**WHAT YOU HAVE TO DO:**
Your answer must consist of the lines running from the one that holds "Target: horse mane" to the end of the data, copied exactly.

**GIVEN INFORMATION:**
---

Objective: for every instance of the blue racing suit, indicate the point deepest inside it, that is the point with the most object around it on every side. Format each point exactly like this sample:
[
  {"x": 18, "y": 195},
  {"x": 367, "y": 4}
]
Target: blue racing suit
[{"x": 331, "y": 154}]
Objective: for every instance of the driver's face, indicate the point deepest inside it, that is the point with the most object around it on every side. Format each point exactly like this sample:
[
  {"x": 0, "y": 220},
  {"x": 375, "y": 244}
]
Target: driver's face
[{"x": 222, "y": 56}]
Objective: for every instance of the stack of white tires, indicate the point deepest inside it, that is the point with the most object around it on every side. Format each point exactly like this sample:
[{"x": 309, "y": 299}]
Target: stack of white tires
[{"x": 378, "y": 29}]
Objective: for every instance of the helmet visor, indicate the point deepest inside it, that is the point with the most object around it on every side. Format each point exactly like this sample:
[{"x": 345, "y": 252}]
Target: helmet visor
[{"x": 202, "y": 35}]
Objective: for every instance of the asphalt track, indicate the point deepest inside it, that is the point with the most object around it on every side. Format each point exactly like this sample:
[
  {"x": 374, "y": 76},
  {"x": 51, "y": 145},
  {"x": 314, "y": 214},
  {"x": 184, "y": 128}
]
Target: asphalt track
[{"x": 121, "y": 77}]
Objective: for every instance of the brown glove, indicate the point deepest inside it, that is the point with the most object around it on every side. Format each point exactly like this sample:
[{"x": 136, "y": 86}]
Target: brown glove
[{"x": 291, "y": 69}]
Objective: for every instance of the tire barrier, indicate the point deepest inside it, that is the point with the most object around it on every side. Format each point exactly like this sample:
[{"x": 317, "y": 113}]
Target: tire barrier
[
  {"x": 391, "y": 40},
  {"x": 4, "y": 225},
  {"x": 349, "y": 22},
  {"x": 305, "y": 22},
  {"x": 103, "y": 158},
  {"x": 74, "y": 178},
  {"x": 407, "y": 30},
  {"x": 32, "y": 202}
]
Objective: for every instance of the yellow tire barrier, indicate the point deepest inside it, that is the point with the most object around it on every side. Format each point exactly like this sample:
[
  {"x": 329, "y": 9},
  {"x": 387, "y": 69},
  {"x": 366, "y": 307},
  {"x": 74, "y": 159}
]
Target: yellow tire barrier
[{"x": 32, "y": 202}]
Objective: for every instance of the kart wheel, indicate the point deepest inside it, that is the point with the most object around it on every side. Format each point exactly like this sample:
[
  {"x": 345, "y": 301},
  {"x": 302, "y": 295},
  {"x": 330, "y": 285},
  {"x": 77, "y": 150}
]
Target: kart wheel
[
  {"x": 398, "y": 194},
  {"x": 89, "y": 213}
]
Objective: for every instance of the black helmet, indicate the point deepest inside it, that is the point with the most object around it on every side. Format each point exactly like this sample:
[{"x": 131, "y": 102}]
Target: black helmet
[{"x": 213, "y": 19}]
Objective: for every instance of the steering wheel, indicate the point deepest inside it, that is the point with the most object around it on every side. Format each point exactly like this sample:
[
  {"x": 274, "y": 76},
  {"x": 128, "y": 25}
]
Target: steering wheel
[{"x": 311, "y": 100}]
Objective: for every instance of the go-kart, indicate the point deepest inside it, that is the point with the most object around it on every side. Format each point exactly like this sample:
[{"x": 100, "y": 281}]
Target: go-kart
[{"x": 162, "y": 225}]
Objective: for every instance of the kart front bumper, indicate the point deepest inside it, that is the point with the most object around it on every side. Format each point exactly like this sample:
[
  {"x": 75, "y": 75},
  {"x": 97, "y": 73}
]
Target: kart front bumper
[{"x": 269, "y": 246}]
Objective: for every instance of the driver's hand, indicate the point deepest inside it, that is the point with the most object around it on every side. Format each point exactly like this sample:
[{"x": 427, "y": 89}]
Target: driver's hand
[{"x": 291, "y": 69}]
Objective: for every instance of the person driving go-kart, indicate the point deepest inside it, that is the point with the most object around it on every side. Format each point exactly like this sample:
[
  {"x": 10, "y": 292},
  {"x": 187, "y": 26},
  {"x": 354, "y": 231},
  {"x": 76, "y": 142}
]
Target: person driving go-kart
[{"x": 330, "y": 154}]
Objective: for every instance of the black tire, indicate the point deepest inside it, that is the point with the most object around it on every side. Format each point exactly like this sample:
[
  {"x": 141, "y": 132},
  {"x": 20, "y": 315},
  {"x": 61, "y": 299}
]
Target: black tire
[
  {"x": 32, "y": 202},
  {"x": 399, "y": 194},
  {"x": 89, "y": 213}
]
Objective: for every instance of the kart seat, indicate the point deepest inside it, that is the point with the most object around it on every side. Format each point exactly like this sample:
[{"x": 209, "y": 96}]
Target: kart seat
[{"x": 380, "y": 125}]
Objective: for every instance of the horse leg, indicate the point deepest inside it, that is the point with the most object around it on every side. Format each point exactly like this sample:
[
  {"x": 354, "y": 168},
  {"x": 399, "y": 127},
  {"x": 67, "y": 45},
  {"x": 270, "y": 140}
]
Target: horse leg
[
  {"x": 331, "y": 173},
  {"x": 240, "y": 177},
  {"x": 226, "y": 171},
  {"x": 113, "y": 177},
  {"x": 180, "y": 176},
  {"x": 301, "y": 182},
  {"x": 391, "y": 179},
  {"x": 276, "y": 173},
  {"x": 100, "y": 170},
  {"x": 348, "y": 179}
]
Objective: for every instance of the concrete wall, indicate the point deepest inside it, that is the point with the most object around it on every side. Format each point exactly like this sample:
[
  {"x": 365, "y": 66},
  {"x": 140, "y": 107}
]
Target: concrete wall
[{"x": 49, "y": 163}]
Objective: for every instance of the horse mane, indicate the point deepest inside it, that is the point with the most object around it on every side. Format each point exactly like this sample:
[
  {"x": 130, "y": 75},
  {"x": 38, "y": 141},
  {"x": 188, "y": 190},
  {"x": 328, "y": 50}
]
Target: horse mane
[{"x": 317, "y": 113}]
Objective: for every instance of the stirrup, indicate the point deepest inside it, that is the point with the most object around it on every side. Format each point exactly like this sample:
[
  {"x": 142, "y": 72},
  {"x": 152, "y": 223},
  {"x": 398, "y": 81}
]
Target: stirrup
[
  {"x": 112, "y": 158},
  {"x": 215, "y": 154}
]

---

**OUTPUT OF THE TASK:**
Target: horse mane
[{"x": 317, "y": 113}]
Objective: for every instance of the stirrup, indicate the point deepest inside it, that is the point with the most object around it on every side. Format each point exactly like this sample:
[
  {"x": 142, "y": 72},
  {"x": 152, "y": 223},
  {"x": 398, "y": 81}
]
Target: stirrup
[
  {"x": 112, "y": 158},
  {"x": 215, "y": 154}
]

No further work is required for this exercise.